#### Work instructions
Duplicate the Kunashir Island text word for word, everything from "Other names: Japanese: 国後島;" down to "kilometres (370,000 acres)".

#### Given passage

● ● ●

Kunashir Island

Kunashir Island
Disputed island
Native name: Kunashiri (Ainu)
Other names: Japanese: 国後島; Russian: Кунаши́р
Kunashir coastline on a photo taken by Russian President Dmitry Medvedev in November 2010.
Geography
Kunashir Island

Kunashir Island (off the coast of Hokkaidō)
Location Sea of Okhotsk
Archipelago Kuril Islands
Area 1,490 square kilometres (370,000 acres)
Length 123 kilometres (76 mi)
Width from 4 kilometres (2.5 mi) to 30 kilometres (19 mi)
Highest point Tyatya/爺爺岳/Тятя
1,819 metres (5,968 ft)
Administered by
 Russia
Oblast Sakhalin
Claimed by
 Japan
Prefecture Hokkaidō
 Russia
Oblast Sakhalin

Kunashir Island (Russian: Кунаши́р; Japanese: 国後島, Kunashiri-tō; Ainu: クナシㇼ or クナシㇽ, Kunasir), possibly meaning Black Island or Grass Island in Ainu, is the southernmost island of the Kuril Islands, which are controlled by Russia and claimed by Japan (see Kuril Islands dispute).

It lies between the straits of Kunashir, Catherine, Izmena, and South Kuril. Kunashir is visible from the nearby Japanese island of Hokkaidō from which it is separated by the Nemuro Strait.

● ● ●

#### Provided records
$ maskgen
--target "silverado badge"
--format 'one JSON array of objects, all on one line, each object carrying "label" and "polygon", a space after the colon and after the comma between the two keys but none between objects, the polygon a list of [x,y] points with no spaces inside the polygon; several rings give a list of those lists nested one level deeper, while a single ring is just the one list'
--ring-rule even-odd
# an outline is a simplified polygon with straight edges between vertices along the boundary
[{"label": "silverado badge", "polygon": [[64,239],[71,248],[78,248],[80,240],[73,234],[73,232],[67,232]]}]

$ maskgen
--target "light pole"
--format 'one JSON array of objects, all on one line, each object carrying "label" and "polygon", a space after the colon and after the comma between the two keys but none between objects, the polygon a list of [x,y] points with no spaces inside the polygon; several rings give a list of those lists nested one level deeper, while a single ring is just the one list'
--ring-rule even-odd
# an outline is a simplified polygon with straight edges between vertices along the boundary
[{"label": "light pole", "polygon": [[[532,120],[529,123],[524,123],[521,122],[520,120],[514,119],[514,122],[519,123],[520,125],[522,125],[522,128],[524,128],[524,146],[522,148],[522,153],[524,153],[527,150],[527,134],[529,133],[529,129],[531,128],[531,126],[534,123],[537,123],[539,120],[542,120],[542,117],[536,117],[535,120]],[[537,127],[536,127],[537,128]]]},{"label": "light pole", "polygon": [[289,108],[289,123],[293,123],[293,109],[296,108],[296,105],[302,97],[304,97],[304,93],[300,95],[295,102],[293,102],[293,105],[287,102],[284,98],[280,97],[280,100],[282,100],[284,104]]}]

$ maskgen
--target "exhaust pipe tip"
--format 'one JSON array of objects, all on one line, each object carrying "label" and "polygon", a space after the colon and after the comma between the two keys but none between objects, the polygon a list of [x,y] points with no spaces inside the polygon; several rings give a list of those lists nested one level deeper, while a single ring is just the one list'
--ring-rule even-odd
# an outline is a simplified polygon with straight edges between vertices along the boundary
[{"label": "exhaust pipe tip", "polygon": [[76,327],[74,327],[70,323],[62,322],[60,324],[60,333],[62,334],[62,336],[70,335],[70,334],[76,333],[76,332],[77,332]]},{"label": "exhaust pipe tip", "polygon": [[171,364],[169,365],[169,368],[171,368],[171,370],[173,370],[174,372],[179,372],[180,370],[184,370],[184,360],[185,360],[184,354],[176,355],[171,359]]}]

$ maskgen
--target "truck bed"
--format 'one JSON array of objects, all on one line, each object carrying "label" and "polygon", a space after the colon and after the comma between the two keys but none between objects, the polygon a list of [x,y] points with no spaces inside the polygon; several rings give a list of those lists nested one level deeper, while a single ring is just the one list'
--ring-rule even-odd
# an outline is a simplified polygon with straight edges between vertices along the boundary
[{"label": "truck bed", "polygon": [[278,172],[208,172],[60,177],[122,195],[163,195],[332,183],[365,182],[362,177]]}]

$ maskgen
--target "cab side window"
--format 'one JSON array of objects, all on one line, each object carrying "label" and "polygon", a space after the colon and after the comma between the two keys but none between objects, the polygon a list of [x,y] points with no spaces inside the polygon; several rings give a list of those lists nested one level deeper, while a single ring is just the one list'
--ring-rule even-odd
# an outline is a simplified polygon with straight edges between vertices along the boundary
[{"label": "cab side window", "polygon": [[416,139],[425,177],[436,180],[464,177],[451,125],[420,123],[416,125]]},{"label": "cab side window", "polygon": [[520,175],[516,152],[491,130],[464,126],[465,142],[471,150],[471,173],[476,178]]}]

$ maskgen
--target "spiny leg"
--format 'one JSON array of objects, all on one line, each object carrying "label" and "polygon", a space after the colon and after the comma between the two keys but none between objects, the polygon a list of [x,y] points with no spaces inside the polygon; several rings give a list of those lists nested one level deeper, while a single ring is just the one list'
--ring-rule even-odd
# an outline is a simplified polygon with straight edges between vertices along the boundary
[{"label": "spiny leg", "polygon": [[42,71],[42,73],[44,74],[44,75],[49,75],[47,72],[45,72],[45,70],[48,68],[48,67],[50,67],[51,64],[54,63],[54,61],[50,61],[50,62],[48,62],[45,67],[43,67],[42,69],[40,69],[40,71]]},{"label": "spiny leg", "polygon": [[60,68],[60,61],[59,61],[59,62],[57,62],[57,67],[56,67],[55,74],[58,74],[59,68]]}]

● ● ●

#### Task output
Other names: Japanese: 国後島; Russian: Кунаши́р
Kunashir coastline on a photo taken by Russian President Dmitry Medvedev in November 2010.
Geography
Kunashir Island

Kunashir Island (off the coast of Hokkaidō)
Location Sea of Okhotsk
Archipelago Kuril Islands
Area 1,490 square kilometres (370,000 acres)